TO DO
Find the line containing "Target: wooden utility pole" in the data below, then output that line and each one after it exactly, with nothing else.

AVAILABLE RECORDS
- Opening Delimiter -

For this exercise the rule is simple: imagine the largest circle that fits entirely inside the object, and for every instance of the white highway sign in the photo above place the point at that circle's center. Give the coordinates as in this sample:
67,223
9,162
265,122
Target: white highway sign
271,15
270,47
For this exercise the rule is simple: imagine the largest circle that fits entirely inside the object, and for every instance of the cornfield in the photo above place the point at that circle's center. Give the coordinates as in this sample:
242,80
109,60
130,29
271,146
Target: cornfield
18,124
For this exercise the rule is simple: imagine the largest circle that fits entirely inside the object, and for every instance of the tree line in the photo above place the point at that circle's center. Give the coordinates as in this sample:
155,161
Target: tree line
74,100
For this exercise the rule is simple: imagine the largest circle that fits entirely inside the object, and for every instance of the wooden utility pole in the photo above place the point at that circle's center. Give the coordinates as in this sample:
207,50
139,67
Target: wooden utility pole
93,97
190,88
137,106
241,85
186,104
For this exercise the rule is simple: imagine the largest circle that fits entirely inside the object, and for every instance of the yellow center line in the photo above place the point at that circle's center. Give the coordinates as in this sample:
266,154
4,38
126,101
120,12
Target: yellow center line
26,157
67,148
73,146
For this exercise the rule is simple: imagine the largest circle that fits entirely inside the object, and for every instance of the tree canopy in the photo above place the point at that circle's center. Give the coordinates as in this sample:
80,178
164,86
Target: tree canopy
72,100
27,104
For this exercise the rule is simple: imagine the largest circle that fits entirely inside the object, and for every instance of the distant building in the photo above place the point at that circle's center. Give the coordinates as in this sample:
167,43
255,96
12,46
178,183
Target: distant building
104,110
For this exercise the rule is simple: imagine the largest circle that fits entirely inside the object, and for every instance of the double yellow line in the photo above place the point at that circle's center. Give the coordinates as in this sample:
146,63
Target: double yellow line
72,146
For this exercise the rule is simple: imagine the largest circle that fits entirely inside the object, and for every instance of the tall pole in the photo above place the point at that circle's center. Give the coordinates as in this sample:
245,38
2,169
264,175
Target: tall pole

- Closing Delimiter -

RESPONSE AREA
Target: wooden utility pole
93,97
190,88
137,106
241,85
186,104
For this exercise the rule is simple: imagine the largest circle that fits entirely inside the object, and for every instance of the yellow center line in the photo above place the point at that circle's center. Give the coordinates as in this sample:
266,154
4,38
126,101
120,12
Target: yellow center line
26,157
67,148
73,146
For this exercise the rule is simple: imagine the largest circle that fits entirely inside the object, and for every instance of the tree canopy in the photo above place the point at that circle's center. Give the coordinates as in this sample:
80,178
164,86
Target: tree canopy
72,100
27,104
For this exercise the rule is simple: imagine the largest circle that fits entirely inside the object, and for every instance of the distant building in the photo above place the point at that circle's center. Give the coordinates as in this sample:
167,43
255,96
12,46
178,183
Target: distant building
104,110
For this exercise the rule is simple: imagine the largest circle that fits entirely inside the object, and for every instance of the double yellow line in the photo above place the point at that circle's center. Give the coordinates as in this sample:
146,63
Target: double yellow line
72,146
For this exercise the rule is simple: imagine the largest circle that fits entirely inside the object, and for every instance of the tall pole in the photo above place the point at that circle's center. Give the coordinates as in this sample:
245,38
2,169
264,175
Target: tall pole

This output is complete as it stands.